In the stretch from the line containing "segment --target leafy" through the end of the material, change "corners" to "vertices" and write those lines out again with nothing else altered.

☆ ☆ ☆ ☆ ☆

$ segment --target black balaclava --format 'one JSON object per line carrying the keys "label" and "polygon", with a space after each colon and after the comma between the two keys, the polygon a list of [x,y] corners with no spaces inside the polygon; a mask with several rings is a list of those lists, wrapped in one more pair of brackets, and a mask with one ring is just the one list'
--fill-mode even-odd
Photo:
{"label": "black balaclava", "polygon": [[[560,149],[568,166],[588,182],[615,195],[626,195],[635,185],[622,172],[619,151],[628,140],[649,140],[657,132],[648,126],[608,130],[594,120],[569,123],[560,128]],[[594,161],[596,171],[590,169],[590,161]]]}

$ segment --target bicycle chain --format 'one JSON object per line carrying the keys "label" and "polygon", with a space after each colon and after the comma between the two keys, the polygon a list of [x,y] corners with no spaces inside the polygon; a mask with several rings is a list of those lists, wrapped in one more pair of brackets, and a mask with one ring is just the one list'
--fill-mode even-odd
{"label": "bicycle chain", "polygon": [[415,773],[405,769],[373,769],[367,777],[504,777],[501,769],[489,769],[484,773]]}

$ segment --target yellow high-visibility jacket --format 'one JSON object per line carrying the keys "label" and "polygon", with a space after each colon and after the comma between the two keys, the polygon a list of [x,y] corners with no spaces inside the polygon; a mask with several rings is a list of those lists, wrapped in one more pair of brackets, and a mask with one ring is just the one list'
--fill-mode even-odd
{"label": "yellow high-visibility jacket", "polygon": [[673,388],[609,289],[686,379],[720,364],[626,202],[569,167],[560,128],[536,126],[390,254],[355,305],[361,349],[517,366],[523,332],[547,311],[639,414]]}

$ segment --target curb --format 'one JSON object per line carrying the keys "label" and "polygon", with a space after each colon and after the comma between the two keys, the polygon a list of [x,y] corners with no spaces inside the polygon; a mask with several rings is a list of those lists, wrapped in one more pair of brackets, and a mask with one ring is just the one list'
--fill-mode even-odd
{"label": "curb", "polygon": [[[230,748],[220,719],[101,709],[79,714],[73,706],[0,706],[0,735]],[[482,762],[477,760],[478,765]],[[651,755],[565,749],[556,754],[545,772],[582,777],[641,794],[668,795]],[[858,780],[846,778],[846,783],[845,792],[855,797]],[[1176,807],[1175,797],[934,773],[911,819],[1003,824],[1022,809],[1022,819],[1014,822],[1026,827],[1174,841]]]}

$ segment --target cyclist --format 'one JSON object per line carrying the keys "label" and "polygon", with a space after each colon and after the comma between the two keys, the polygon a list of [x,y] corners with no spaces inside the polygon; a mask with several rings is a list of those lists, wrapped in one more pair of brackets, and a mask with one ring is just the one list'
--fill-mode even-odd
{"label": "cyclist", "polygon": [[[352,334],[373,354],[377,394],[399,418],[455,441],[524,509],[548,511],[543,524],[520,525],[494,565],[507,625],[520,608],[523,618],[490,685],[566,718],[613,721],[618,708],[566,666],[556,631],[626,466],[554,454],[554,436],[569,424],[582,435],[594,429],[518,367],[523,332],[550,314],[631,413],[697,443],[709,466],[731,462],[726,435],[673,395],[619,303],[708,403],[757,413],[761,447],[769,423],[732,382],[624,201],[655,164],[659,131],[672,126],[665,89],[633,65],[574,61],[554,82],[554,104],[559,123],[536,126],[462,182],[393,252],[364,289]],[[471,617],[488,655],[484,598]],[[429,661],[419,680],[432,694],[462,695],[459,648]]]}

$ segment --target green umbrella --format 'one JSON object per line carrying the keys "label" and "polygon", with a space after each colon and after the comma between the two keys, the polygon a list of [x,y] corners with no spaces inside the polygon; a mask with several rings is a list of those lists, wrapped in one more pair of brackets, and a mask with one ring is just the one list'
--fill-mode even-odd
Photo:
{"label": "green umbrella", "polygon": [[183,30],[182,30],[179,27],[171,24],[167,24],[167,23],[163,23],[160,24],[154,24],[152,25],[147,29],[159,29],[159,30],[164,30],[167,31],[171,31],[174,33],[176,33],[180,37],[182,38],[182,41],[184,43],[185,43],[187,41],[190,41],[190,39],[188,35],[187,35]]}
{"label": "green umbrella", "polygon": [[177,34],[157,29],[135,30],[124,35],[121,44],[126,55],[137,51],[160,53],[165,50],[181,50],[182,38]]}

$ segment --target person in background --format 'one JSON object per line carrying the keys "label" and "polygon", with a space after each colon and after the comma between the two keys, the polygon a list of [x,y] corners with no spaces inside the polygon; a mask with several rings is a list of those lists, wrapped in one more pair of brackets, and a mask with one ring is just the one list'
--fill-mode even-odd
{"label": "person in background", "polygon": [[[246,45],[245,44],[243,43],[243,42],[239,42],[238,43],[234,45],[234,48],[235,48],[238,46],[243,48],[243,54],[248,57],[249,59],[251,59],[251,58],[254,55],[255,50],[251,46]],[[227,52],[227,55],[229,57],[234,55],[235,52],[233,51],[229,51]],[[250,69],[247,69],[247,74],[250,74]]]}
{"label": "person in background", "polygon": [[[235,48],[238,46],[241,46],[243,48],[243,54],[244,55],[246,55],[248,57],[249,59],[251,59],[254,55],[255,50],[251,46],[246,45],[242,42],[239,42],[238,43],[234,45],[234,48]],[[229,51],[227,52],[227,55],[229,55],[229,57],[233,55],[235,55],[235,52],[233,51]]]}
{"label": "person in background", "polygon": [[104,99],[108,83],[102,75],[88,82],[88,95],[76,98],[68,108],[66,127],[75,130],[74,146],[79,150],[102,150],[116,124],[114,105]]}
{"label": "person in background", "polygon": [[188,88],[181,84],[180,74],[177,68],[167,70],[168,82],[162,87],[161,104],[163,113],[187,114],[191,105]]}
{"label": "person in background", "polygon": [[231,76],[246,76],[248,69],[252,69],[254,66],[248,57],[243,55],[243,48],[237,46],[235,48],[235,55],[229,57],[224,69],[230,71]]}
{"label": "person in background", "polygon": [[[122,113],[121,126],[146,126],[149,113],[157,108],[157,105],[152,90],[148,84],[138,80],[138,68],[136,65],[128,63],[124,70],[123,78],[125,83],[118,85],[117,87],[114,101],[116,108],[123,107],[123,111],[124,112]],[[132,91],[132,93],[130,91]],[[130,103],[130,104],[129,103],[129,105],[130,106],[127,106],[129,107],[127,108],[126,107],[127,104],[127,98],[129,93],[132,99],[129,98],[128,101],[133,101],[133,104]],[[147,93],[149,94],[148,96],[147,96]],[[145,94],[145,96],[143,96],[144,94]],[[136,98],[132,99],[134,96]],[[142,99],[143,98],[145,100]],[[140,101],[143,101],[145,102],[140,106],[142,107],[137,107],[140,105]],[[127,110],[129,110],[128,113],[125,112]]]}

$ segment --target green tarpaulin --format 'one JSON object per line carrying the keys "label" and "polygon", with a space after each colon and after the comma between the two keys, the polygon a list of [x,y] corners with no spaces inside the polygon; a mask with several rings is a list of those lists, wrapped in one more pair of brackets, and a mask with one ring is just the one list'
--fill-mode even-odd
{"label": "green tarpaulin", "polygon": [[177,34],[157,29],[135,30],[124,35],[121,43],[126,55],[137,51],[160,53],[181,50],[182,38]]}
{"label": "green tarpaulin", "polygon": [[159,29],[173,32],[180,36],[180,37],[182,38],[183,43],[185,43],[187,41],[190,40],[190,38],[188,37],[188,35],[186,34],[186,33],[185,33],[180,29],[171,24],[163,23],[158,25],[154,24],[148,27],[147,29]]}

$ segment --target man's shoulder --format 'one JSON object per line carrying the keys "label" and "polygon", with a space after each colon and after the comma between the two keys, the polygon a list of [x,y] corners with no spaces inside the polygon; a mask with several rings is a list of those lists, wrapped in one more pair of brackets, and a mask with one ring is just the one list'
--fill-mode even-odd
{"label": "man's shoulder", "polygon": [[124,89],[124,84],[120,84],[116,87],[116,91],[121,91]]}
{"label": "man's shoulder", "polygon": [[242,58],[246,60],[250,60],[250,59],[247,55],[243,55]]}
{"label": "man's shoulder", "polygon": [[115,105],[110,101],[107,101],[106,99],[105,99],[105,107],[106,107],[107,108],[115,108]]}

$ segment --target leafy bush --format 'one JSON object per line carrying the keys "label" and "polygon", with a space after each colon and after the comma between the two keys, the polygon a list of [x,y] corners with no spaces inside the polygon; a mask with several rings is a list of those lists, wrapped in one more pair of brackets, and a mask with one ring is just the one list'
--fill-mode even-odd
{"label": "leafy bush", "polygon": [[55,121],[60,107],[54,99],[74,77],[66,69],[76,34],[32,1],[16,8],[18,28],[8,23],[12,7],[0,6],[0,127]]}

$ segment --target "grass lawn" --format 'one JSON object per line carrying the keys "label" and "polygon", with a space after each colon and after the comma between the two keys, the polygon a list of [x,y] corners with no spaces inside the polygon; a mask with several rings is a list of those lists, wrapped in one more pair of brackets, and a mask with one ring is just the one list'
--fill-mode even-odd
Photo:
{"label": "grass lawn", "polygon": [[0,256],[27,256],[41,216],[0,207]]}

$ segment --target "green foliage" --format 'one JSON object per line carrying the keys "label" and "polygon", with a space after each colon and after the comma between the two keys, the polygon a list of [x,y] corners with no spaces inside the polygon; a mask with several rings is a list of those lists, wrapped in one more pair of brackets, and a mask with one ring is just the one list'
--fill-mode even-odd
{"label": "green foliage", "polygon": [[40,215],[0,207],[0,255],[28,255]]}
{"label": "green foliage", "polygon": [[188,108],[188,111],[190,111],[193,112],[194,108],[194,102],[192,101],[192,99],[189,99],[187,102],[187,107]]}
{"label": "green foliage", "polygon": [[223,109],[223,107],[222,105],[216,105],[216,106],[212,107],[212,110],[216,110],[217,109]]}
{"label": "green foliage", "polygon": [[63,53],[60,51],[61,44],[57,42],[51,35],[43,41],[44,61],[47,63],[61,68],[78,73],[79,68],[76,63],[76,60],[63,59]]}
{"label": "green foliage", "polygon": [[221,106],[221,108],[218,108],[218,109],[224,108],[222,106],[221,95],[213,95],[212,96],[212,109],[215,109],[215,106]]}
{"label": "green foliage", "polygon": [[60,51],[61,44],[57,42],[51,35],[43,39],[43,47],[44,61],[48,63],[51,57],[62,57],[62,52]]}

☆ ☆ ☆ ☆ ☆

### Worked answer
$ segment --target leafy bush --format 'one JSON object per line carrying the keys "label" and "polygon", with a space after each colon and after the comma between the two keys, the polygon a list of [x,y] vertices with no spaces inside the polygon; a mask with several rings is a list of those lists, wrapped in one more pair of brackets, and a mask with one ring is just the one list'
--fill-mode even-odd
{"label": "leafy bush", "polygon": [[55,121],[60,107],[54,99],[74,77],[66,69],[76,34],[32,1],[16,8],[18,28],[8,23],[12,7],[0,6],[0,127]]}

$ segment --target "grass lawn" --format 'one JSON object per line carrying the keys "label" and "polygon", with a space after each colon and after the comma between the two keys, the polygon a list of [x,y] vertices with no spaces inside the polygon; a mask with several rings is a list of those lists, wrapped in one more pair of brackets, and a mask with one ring is just the one list'
--fill-mode even-odd
Photo:
{"label": "grass lawn", "polygon": [[0,256],[27,256],[41,216],[0,207]]}

$ segment --target "green foliage" --format 'one JSON object per line carrying the keys "label" and "polygon", with a space after each colon and after the comma between the two keys, the polygon a list of [x,y] vertices with no spaces inside the polygon; a mask with several rings is a list of those lists, wrapped in one more pair of brackets, and a mask with one ring is just the one list'
--fill-mode even-odd
{"label": "green foliage", "polygon": [[40,215],[0,207],[0,255],[28,255]]}
{"label": "green foliage", "polygon": [[188,108],[188,111],[190,111],[193,112],[194,108],[194,102],[192,101],[192,99],[189,99],[187,102],[187,107]]}
{"label": "green foliage", "polygon": [[223,109],[223,107],[222,105],[216,105],[216,106],[212,107],[212,110],[216,110],[217,109]]}
{"label": "green foliage", "polygon": [[63,53],[60,51],[61,44],[57,42],[51,35],[43,41],[44,61],[47,63],[61,68],[78,73],[79,68],[76,63],[76,60],[63,59]]}
{"label": "green foliage", "polygon": [[221,106],[221,108],[218,108],[218,109],[224,108],[222,106],[221,95],[213,95],[212,96],[212,109],[215,109],[215,106]]}
{"label": "green foliage", "polygon": [[60,51],[61,44],[57,42],[51,35],[43,39],[43,47],[44,61],[48,63],[51,57],[62,57],[62,52]]}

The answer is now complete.